**Alıntılanan metin**.
▽
Emsal Mahkeme Kararı Ankara Bölge Adliye Mahkemesi 35. Hukuk Dairesi 2022/1116 E. 2023/938 K. 14.06.2023 T.

Görüntülediğiniz mahkeme kararı henüz kesinleşmemiştir. Yararlı olması amacıyla eklenmiştir.

T.C. ANKARA BÖLGE ADLİYE MAHKEMESİ
35. HUKUK DAİRESİ Esas-Karar No: 2022/1116 – 2023/938
T.C.
ANKARA
BÖLGE ADLİYE MAHKEMESİ
35. HUKUK DAİRESİ

ESAS NO : 2022/1116
KARAR NO : 2023/938

T Ü R K M İ L L E T İ A D I N A
K A R A R

BAŞKAN :
ÜYE :
ÜYE :
KATİP :

İNCELENEN KARARIN
MAHKEMESİ : ANKARA 10. ASLİYE TİCARET MAHKEMESİ
TARİHİ : 21/06/2021
NUMARASI : 2014/584 Esas – 2021/406 Karar

DAVACILAR :
VEKİLİ :
DAVALI :
VEKİLLERİ :
DAVANIN KONUSU : Tazminat (Ölüm ve Cismani Zarar Sebebiyle Açılan Tazminat)
△
**Belirtilen amaç**. Karar metnine göre incelenen karar hangi mahkemece verilmiştir? Yalnızca karar metnindeki bilgilere dayanın.

**Sağlanan malzeme**.
▽
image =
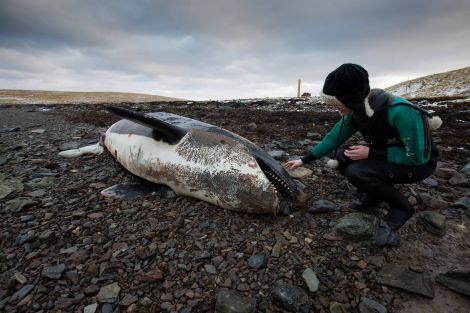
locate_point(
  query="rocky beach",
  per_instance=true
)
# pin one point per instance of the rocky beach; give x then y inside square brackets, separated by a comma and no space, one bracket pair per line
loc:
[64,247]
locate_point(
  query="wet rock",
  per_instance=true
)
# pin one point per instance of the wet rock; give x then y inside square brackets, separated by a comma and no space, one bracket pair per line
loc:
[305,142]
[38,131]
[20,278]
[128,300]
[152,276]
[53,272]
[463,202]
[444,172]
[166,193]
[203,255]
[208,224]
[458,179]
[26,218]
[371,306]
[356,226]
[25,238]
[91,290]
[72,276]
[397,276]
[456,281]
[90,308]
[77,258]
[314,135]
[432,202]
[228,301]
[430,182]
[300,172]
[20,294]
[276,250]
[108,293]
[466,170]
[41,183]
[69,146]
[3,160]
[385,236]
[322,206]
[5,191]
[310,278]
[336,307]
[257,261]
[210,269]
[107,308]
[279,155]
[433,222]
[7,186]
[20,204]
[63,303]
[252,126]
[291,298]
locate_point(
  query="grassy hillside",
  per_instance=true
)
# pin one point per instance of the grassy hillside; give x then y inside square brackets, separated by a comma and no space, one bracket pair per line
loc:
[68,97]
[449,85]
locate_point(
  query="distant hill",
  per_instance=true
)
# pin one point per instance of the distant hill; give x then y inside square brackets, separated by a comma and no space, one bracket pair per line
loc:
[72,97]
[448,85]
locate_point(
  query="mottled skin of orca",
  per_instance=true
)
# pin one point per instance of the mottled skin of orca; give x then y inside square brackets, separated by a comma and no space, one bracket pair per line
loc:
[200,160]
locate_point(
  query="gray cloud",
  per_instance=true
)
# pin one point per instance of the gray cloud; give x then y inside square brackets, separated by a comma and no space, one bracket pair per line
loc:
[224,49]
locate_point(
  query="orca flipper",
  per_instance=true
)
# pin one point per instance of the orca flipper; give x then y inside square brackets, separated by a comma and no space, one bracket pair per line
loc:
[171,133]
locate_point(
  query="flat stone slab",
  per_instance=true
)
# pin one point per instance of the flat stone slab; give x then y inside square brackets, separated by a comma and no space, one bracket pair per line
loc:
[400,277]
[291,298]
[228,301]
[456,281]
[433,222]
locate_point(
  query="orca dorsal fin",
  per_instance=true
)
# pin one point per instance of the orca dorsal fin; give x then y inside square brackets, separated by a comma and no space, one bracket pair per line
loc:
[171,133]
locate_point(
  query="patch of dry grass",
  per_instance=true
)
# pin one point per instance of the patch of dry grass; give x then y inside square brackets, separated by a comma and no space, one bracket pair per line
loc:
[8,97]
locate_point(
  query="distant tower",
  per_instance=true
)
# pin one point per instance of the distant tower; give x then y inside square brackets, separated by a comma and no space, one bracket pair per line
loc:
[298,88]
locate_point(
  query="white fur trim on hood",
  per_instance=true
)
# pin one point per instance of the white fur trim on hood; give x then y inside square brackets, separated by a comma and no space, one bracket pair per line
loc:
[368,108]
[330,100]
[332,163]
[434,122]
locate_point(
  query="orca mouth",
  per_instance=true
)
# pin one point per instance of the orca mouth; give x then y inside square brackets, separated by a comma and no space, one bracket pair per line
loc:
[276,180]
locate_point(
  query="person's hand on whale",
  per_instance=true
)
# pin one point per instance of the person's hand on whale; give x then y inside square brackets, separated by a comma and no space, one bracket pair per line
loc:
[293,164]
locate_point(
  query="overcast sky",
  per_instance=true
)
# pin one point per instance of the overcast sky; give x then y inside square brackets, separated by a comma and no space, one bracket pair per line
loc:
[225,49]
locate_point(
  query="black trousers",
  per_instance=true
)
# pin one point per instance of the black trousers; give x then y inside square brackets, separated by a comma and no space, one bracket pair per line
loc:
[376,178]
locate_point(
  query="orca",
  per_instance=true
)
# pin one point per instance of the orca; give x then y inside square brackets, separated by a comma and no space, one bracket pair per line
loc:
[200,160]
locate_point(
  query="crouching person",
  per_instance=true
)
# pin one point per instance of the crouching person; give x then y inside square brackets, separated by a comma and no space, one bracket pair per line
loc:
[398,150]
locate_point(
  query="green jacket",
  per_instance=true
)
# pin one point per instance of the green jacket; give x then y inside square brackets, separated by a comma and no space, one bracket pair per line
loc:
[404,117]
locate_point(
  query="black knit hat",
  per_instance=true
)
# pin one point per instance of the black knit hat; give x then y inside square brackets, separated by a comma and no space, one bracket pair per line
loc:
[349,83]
△
**Çözülen problem**. Ankara 10. Asliye Ticaret Mahkemesi.